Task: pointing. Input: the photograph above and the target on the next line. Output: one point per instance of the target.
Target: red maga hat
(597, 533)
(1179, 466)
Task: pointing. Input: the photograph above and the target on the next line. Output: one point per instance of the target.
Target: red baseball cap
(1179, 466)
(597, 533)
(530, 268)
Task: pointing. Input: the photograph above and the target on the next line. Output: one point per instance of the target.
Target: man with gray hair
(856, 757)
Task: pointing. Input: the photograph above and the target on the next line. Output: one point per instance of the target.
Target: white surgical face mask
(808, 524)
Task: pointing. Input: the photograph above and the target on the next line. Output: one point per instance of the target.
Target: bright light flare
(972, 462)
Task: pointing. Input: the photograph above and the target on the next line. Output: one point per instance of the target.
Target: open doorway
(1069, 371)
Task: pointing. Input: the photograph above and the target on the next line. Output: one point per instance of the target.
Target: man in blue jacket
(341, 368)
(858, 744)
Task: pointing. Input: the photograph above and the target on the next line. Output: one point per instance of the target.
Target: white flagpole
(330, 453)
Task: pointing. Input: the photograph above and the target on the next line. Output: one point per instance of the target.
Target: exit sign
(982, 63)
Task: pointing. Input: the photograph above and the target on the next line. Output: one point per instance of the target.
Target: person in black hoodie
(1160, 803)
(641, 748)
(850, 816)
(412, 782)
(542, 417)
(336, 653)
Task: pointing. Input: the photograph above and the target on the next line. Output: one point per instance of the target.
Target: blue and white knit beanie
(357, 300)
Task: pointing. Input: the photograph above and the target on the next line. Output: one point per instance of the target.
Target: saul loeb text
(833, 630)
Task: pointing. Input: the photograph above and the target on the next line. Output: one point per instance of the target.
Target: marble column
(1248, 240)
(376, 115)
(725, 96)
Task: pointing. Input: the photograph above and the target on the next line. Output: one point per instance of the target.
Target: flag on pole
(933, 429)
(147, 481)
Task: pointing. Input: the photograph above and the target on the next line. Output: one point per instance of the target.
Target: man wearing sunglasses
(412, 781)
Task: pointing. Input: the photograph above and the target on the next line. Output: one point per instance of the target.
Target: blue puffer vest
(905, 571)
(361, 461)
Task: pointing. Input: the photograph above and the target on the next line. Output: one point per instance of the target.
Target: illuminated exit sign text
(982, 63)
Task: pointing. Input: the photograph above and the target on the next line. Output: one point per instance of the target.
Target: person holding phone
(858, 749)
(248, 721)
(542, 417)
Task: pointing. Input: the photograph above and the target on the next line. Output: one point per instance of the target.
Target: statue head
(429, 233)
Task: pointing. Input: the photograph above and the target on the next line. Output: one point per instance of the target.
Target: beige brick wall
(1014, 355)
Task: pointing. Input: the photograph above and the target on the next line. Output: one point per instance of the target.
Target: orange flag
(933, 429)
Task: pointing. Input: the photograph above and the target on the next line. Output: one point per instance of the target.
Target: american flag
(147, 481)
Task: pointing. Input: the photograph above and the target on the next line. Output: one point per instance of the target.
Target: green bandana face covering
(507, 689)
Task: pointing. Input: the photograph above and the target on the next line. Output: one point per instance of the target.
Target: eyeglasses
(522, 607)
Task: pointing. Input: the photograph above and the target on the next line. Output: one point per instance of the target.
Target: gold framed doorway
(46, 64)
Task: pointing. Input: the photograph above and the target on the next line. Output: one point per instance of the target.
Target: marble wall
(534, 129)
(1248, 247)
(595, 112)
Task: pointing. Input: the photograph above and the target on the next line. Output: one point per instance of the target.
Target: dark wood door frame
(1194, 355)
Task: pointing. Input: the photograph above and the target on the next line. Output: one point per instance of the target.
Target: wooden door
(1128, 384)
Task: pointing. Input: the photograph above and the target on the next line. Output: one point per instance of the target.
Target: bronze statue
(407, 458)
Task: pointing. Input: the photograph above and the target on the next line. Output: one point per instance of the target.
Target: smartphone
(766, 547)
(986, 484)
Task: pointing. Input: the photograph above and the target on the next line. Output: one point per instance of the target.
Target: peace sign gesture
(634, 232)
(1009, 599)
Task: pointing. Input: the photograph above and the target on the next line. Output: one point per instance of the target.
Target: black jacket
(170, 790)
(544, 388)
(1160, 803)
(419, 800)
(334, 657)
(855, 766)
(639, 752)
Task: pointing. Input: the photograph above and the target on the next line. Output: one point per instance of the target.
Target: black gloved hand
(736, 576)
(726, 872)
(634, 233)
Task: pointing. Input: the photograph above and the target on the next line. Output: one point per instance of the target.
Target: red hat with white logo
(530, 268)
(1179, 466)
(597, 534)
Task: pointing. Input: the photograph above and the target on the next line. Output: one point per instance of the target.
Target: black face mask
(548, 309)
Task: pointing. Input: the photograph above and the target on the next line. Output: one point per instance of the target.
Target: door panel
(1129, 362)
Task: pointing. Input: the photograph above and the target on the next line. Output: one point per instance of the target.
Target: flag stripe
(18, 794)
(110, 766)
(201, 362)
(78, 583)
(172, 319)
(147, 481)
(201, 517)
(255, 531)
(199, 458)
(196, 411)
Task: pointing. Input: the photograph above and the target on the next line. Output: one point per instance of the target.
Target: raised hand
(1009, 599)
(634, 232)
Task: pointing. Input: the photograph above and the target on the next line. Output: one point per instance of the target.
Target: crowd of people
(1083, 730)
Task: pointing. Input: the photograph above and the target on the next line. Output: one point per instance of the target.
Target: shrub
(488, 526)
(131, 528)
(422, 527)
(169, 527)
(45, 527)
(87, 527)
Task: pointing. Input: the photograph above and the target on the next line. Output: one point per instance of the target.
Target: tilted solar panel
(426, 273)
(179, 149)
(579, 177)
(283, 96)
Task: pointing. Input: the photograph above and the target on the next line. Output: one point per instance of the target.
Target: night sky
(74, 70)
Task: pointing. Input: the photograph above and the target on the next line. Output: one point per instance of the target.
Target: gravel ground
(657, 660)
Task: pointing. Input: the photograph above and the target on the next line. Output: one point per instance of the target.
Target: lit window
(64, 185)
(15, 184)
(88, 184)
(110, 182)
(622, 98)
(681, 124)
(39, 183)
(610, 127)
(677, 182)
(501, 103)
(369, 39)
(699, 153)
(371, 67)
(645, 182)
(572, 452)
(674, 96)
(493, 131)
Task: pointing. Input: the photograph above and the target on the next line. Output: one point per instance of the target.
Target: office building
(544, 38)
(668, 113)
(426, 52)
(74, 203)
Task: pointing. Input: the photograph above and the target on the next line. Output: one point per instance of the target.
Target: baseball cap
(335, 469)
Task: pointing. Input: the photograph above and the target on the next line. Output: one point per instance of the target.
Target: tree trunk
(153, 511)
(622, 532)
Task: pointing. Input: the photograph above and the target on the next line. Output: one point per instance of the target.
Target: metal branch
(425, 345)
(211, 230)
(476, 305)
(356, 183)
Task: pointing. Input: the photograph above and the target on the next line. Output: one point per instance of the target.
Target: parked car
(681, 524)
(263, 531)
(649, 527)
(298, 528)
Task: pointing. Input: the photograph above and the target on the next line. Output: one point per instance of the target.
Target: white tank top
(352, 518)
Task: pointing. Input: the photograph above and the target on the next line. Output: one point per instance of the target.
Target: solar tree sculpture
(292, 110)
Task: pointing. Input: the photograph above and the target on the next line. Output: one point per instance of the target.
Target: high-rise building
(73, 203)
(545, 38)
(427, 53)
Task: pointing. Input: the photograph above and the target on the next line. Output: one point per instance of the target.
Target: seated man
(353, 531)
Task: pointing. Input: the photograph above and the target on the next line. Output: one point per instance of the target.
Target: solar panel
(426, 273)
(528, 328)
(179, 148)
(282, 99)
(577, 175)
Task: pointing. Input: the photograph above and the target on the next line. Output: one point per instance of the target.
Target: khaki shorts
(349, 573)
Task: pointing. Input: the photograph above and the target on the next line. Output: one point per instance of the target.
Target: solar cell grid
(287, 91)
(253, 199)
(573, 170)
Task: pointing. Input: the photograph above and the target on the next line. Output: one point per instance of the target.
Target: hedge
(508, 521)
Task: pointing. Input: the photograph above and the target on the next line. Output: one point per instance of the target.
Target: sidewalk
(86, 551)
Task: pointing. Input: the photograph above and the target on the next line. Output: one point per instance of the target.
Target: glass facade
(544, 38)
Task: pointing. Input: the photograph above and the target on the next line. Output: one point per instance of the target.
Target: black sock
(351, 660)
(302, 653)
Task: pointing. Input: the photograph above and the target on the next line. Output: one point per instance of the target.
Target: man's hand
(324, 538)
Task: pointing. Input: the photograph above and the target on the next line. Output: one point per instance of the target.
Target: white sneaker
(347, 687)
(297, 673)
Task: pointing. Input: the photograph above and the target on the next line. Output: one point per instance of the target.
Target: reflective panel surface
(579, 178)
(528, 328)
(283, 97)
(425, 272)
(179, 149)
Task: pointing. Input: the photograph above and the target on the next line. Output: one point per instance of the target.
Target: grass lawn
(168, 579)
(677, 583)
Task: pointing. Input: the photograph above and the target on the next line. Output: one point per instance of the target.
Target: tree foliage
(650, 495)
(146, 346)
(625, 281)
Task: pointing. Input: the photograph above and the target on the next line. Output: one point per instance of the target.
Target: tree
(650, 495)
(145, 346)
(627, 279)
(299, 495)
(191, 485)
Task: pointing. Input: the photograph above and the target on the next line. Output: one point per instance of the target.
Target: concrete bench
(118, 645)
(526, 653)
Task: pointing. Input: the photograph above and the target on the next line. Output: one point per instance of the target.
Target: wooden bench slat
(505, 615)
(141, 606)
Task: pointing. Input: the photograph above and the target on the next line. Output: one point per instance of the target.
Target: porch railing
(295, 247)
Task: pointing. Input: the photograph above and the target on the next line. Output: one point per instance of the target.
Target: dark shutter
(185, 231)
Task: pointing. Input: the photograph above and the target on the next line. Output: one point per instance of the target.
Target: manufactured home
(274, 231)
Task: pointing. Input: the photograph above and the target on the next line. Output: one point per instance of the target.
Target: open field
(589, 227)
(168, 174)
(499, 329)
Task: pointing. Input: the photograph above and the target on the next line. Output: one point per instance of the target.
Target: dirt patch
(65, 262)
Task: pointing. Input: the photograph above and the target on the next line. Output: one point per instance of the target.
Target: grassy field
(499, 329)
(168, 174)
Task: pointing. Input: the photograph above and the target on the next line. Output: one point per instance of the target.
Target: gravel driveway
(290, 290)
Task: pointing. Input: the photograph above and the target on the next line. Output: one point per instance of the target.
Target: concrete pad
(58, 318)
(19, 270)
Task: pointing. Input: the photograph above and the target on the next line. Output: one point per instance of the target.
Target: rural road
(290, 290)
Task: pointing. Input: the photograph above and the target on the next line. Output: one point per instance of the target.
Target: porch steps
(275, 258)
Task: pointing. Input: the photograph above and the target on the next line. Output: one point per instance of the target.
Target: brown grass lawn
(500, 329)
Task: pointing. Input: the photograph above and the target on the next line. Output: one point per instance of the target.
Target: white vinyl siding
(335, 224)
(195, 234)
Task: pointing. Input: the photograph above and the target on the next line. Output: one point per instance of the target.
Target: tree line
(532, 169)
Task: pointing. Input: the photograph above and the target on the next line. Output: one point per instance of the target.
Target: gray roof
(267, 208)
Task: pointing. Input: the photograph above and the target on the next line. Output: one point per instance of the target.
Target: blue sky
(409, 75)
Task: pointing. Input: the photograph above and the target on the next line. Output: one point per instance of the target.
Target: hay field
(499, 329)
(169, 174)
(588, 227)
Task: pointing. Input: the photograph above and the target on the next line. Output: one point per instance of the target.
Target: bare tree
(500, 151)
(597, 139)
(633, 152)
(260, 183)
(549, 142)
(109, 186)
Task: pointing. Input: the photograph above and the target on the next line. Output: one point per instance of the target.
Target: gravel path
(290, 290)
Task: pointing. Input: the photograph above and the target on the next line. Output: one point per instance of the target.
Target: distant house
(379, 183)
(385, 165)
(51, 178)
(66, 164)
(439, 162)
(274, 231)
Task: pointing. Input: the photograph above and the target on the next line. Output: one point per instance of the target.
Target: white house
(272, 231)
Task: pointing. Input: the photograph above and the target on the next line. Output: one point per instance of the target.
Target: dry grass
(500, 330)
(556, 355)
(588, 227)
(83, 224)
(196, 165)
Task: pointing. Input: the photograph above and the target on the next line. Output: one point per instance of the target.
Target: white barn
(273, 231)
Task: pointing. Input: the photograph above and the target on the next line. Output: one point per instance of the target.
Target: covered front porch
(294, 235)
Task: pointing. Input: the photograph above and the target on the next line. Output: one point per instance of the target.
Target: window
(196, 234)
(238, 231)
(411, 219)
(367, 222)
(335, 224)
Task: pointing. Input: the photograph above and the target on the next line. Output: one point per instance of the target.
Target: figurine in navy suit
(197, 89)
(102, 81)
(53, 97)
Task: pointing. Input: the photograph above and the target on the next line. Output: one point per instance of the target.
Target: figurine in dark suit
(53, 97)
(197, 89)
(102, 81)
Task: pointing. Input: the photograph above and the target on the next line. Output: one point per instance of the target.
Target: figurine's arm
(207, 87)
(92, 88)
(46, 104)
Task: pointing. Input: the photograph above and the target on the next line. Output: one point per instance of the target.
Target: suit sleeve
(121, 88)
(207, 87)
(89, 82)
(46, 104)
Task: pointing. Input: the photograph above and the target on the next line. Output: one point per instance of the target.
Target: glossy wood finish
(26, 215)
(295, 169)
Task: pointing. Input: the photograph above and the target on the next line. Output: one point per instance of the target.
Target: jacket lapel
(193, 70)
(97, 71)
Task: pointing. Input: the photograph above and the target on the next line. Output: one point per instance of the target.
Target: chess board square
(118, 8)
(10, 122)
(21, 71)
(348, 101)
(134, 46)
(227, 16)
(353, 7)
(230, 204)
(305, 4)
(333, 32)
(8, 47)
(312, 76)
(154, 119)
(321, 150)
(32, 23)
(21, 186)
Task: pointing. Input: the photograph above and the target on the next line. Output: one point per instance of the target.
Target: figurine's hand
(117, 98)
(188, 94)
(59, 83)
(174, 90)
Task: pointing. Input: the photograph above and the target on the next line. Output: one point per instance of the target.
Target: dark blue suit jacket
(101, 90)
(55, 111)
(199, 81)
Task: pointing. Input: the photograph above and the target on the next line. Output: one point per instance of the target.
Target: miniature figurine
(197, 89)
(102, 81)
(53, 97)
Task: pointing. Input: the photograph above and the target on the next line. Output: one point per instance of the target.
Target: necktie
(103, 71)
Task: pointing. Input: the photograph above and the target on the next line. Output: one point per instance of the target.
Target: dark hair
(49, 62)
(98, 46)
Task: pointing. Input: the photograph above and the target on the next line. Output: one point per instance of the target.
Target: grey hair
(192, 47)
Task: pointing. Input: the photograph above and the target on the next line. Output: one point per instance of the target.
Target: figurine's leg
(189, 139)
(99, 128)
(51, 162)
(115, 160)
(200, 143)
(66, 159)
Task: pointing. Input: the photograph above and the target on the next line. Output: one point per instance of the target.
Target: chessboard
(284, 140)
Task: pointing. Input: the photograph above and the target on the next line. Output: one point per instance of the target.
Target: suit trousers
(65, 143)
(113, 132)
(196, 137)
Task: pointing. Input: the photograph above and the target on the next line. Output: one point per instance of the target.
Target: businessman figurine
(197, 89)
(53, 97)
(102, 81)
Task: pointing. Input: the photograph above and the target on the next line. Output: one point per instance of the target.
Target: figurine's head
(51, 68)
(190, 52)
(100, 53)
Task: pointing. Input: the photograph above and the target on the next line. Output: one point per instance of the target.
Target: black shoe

# 问题描述:
从上方列表中筛选出所有含有字符串“jacket”的行，并将这些行逐一照原样复制出来。

# 本题输出:
Target: man in blue jacket
Target: black jacket
Target: jacket lapel
Target: dark blue suit jacket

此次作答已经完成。